* _Source extract_
The Danforth Museum Corporation was established on August 9, 1973, as a 501 non-profit institution by a local group of community activists, educators, and art lovers. The Art Museum was opened to the public on May 24, 1975, at 123 Union Avenue, Framingham, featuring galleries for temporary exhibitions and a community art school.

In February 2013, the Museum purchased the Jonathan Maynard Building on Framingham's Centre Common, anticipating future renovation, as the institution's facilities on Union Avenue were increasingly outdated. The purchase proved timely; in May 2016, the building failed inspection and the Museum was evicted from its location.

In 2016, the Museum began negotiations with its neighbor, Framingham State University (FSU), to form a partnership to preserve the Museum for the benefit and enrichment of the community at large—the culmination of 40 years of collaboration. In March 2018, the partnership with FSU was finalized.

The Framingham State University Foundation assumed the care and ownership of the Museum's permanent collection. The Museum temporarily relocated so that construction to reopen the Museum's galleries could begin immediately. The Museum was closed to the public in August 2016.

In early 2017, the Museum offices and school reopened in the Maynard building; its collection was placed into storage for safekeeping, and select exhibitions were moved off-site.

The newly renovated Art Museum reopened in April 2019, featuring exhibitions that reflect on the Museum's history and its role within the greater Boston and MetroWest communities.

==Collections==
The museum's permanent collection focuses on American Art from the 19th-century to the present, and includes work by Gilbert Stuart, Charles Sprague Pearce, Eastman Johnson, Albert Bierstadt, and Thomas Hart Benton, as well as work by the Boston Expressionists and contemporary artists such as Faith Ringgold, Richard Yarde, Barbara Grad, Andrew Stevovich, and Jason Berger.

* _Data section_
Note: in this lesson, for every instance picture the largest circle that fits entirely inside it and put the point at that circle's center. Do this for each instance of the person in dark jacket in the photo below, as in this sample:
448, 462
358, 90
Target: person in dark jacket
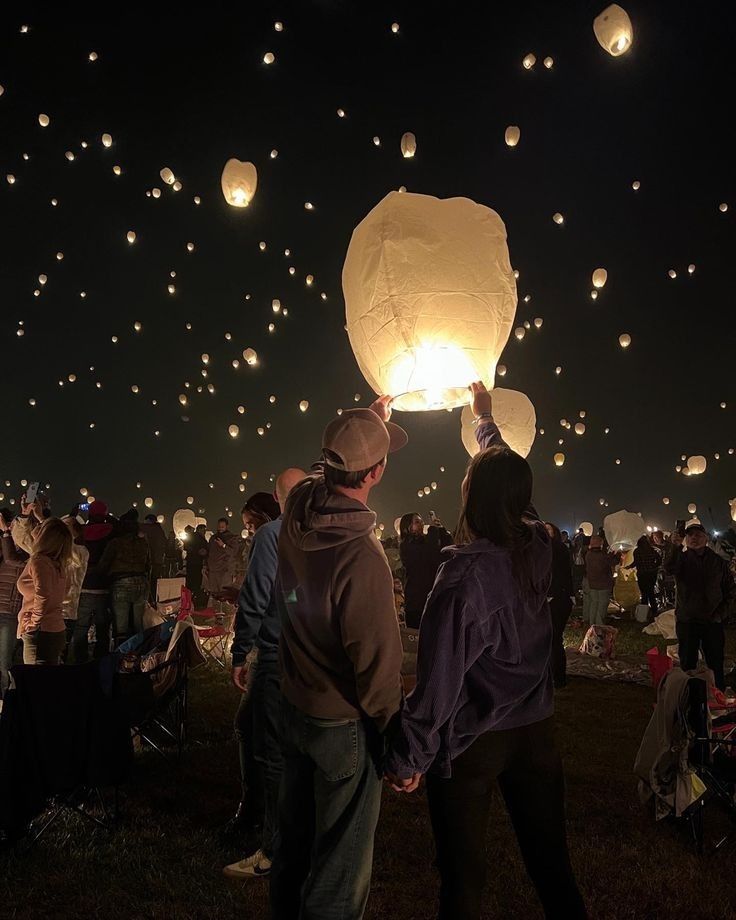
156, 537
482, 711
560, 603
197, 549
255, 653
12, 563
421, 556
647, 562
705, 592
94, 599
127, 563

...

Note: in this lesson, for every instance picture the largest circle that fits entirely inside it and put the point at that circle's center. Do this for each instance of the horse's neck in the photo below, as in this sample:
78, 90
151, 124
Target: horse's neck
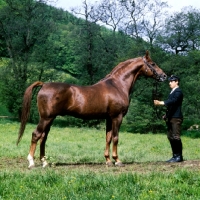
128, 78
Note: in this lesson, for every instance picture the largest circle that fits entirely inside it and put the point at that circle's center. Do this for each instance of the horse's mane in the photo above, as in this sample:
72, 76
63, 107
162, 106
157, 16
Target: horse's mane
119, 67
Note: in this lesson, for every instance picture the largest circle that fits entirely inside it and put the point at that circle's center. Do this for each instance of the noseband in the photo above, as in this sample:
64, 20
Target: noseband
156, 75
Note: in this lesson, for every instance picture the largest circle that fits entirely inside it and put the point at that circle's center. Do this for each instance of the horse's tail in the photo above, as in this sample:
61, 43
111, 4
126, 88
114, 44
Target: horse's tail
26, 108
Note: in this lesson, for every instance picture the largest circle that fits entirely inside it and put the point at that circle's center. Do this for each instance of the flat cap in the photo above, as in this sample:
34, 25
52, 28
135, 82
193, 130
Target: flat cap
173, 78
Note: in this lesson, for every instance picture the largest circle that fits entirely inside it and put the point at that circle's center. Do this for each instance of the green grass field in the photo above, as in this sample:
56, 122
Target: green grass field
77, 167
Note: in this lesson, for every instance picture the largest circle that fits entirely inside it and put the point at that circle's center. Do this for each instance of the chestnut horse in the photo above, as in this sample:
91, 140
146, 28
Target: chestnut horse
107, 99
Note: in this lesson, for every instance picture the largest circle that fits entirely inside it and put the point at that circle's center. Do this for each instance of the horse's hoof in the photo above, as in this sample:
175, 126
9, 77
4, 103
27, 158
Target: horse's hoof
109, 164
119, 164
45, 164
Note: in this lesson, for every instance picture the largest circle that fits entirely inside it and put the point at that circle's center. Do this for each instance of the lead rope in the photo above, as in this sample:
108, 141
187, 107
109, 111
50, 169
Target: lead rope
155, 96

--

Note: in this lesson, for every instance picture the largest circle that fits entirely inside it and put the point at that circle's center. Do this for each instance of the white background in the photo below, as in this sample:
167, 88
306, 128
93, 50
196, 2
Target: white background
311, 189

* _Assigned task 1_
Translate this sentence from the Danforth Museum text into Spanish: "The Museum was closed to the public in August 2016."
* _Assigned task 2_
From the Danforth Museum text, copy out the part that opens with the words containing "In February 2013, the" and closes with "FSU was finalized.".

* _Answer area 1_
El Museo cerró al público en agosto de 2016.

* _Answer area 2_
In February 2013, the Museum purchased the Jonathan Maynard Building on Framingham's Centre Common, anticipating future renovation, as the institution's facilities on Union Avenue were increasingly outdated. The purchase proved timely; in May 2016, the building failed inspection and the Museum was evicted from its location.

In 2016, the Museum began negotiations with its neighbor, Framingham State University (FSU), to form a partnership to preserve the Museum for the benefit and enrichment of the community at large—the culmination of 40 years of collaboration. In March 2018, the partnership with FSU was finalized.